**OBJECTIVE**. Repeat the data below word for word, starting from its very first line and stopping after the line that has "x=15, y=152". Include that last line.

**Location identification entries**.
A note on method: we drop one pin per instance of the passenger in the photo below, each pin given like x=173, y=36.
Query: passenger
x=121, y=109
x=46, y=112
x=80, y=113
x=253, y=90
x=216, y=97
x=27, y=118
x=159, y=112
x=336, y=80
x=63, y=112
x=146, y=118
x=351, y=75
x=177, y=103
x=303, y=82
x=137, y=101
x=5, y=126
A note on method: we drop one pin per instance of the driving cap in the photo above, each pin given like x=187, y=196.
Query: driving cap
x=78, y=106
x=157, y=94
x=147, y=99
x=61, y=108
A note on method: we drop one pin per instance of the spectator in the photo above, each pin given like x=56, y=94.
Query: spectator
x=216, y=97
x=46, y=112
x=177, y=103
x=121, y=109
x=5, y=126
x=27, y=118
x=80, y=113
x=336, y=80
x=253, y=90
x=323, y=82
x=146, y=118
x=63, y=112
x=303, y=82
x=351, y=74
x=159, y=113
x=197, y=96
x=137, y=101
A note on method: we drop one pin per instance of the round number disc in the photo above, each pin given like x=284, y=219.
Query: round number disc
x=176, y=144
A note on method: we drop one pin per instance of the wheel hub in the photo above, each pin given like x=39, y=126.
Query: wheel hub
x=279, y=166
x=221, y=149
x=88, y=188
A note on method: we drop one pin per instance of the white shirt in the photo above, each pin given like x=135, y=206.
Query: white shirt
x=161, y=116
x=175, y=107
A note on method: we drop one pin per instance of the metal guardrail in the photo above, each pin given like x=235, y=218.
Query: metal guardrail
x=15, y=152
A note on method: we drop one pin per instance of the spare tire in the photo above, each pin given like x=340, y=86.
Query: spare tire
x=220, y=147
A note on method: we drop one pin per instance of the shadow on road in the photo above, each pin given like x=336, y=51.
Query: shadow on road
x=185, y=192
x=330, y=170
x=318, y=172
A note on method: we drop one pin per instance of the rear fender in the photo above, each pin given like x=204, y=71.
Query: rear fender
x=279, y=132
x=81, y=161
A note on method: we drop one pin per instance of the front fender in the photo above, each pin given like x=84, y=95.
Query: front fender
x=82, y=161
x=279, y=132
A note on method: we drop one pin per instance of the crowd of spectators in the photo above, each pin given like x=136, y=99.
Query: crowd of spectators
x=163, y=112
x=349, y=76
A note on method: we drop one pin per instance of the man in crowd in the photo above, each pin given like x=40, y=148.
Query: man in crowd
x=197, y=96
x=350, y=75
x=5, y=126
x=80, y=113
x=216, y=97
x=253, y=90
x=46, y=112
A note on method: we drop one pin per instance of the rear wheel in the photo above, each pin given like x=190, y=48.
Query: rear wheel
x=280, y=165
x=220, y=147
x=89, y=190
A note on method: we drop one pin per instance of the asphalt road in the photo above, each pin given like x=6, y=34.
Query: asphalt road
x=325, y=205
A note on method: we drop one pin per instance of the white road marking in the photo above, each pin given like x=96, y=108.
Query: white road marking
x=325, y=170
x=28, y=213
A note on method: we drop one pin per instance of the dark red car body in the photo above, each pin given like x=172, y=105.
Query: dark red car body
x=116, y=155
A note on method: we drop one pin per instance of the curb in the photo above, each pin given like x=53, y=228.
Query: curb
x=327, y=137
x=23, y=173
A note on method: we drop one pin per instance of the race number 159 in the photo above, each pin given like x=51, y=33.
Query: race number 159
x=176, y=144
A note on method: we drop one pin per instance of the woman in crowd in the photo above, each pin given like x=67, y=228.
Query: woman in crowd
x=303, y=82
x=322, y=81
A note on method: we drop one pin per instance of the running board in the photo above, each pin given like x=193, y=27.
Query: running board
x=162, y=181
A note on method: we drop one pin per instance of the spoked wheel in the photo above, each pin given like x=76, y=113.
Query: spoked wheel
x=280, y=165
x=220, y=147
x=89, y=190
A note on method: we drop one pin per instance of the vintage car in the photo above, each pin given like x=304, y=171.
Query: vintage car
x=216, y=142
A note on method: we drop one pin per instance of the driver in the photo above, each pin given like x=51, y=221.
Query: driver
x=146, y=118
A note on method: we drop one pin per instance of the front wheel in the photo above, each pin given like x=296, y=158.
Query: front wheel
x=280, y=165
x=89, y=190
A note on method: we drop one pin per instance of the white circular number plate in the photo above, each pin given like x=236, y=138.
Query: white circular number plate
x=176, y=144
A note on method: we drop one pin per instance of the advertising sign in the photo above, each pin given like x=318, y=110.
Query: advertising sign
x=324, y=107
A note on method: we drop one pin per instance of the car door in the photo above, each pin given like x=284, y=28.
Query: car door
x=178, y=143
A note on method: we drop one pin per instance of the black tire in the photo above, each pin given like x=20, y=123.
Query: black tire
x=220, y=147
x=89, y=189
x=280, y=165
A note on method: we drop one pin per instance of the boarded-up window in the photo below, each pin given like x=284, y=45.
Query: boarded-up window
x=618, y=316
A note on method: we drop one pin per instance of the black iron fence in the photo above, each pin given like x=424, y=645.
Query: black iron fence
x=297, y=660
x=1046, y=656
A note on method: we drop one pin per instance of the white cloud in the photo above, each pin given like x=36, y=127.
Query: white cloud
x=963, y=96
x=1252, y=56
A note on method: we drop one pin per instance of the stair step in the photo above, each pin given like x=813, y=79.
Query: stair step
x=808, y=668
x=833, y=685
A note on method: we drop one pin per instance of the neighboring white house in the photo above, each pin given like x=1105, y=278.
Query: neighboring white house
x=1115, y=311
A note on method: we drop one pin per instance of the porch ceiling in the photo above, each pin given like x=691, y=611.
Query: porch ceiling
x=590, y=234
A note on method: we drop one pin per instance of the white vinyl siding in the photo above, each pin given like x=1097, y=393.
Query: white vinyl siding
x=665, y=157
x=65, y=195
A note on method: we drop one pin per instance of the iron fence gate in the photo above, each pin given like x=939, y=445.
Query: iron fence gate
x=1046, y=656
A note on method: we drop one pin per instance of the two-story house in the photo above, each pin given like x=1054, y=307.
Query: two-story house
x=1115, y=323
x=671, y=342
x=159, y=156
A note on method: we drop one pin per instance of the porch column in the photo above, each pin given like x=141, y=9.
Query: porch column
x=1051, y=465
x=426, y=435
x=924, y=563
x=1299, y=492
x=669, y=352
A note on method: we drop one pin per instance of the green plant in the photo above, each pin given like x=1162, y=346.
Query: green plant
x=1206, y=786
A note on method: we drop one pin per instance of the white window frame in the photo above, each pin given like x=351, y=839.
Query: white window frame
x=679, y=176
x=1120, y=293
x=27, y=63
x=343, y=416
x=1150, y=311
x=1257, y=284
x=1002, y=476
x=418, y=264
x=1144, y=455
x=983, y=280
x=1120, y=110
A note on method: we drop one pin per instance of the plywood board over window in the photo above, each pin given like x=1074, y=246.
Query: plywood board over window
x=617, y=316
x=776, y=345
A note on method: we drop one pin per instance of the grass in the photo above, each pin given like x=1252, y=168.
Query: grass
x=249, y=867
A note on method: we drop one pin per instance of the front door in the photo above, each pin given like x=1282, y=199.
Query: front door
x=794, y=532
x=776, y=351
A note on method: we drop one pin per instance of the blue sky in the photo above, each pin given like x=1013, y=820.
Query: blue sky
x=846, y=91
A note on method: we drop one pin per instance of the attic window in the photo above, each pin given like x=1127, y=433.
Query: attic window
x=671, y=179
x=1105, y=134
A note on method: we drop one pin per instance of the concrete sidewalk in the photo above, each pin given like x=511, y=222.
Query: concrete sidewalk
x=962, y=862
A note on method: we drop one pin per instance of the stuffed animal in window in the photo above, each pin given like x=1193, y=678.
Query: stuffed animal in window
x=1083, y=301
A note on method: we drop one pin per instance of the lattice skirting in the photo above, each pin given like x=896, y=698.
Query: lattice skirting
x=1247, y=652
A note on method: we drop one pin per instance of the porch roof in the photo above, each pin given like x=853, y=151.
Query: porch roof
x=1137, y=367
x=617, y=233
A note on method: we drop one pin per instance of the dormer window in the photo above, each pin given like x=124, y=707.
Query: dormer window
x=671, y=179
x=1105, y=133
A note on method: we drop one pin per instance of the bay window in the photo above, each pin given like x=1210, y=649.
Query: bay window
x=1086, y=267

**RESULT**.
A note on method: we drop one pin per instance of the passenger in the photo below, each pin given like x=173, y=36.
Query: passenger
x=121, y=109
x=46, y=112
x=80, y=113
x=253, y=90
x=216, y=97
x=27, y=118
x=159, y=112
x=336, y=80
x=63, y=112
x=146, y=118
x=351, y=75
x=177, y=103
x=303, y=82
x=137, y=101
x=5, y=126
A note on method: we drop one pin per instance of the driving cap in the photo above, each pin given like x=187, y=196.
Query: driving cap
x=78, y=106
x=157, y=94
x=147, y=99
x=61, y=108
A note on method: we drop one pin per instance of the spectator in the photo above, each pin given like x=56, y=94.
Query: spectator
x=216, y=97
x=46, y=112
x=177, y=103
x=121, y=109
x=5, y=126
x=27, y=118
x=80, y=113
x=336, y=80
x=253, y=90
x=323, y=82
x=146, y=118
x=63, y=112
x=303, y=82
x=351, y=74
x=159, y=113
x=197, y=96
x=137, y=101
A note on method: we drop one pin per instance of the round number disc in the photo above, each pin given like x=284, y=219.
Query: round number disc
x=176, y=144
A note on method: we drop one pin per instance of the wheel hub in the photo above, each pin given like x=39, y=126.
Query: wheel hub
x=279, y=166
x=221, y=149
x=88, y=188
A note on method: we drop one pin per instance of the white shirt in the photo above, each pin given like x=135, y=206.
Query: white shirt
x=161, y=116
x=175, y=107
A note on method: we drop one pin per instance of the metal guardrail in the photo above, each pin given like x=235, y=218.
Query: metal guardrail
x=15, y=152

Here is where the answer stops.